## Passage
┄┄┄┄┄┄┄┄┄┄┄┄┄┄┄┄┄┄┄┄

Also the AI bonuses could shift from growth to direct production (hammers+mana+gold)? This would make an AI "in the blue ocean" weaker, while making "confined" AIs stronger - if overall balance can be struck. Which I think could be worthwhile. It would also lessen the impact of player early conquest, as you cannot gain cities that are larger than your own due to living under AI growth bonuses (though they would still gain some indirect growth bonus due to more buildings).
I actually quite like teelaurilas suggestion. That would make the AI power less dependant on land size and more on difficulty, and slows down the myrran AI. Can't remove it completely, but definitely worth considering.
Unfortunately, there isn't much room for that - population growth AI bonus is already one of the smallest.

┄┄┄┄┄┄┄┄┄┄┄┄┄┄┄┄┄┄┄┄

## Material provided

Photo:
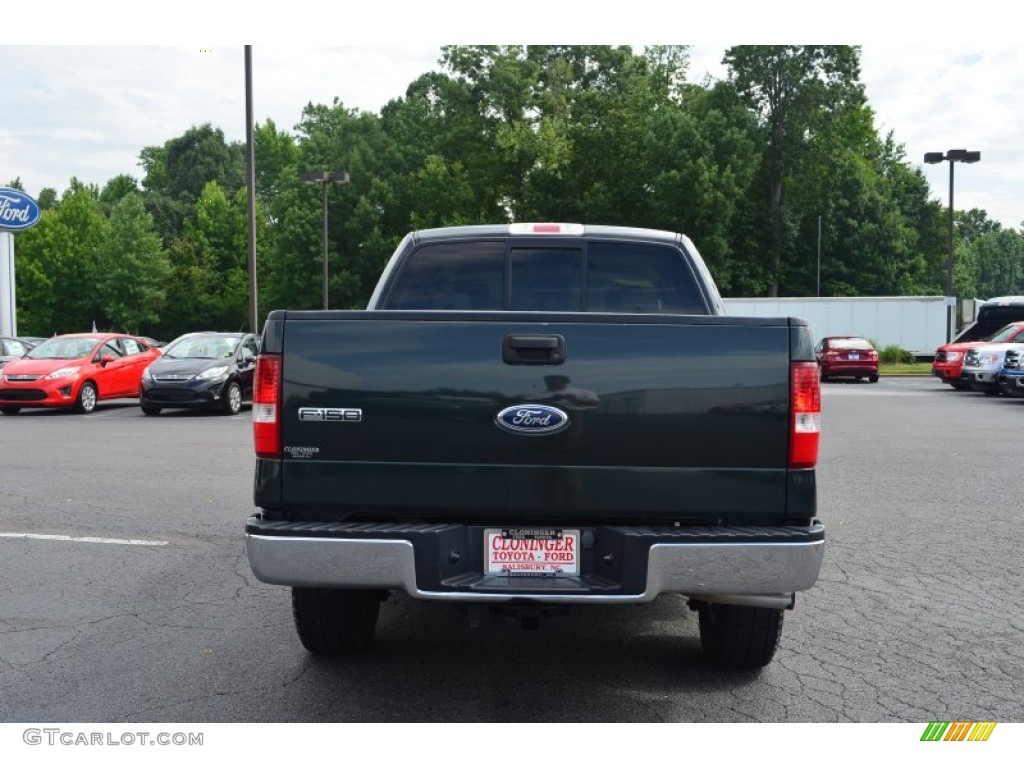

┄┄┄┄┄┄┄┄┄┄┄┄┄┄┄┄┄┄┄┄

## Work to complete
Extend the discussion of AI growth and production bonuses, picking up right after its last sentence.

## Output of the exercise
It's 75/100/100/120/130/140 only. It doesn't really matter - 3 times as many cities grow exactly 3 times (300%) as much overall, even without a bonus. ...an AI cheating mechanism that makes it so that the AI has the same total resources regardless of the number of cities could work but that completely defeats the purpose of the game - "more cities = stronger ruler" is a cornerstone we shouldn't change. Changing it makes expansion and conquest pointless.
Right but you may be able to set them to 100% across the board (aside from easy). As you say they already have more cities due to faster settler construction (and knowing where good city spots are and prioritizing intercontinental travel for settlers). So they already have a growth bonus due to that.
The only reason why I have any bonus at all, is because settler production, which is faster on higher production, does consume population, and the AI can find itself in a position where it can only build settlers in a city that does not have an infinite supply of that. In which case, low growth hinders the AI's expansion greatly, especially if some of those settlers are killed in battles.
...maybe it would be better if they had no extra growth and just cheated on population when making settlers?
If that's the only reason you have the growth bonus, then yes you might try other things. Personally, I'd limit the cheating based on settlers being built to cities under population 4. Otherwise, early game, it will end up being a bigger population boost than already exists.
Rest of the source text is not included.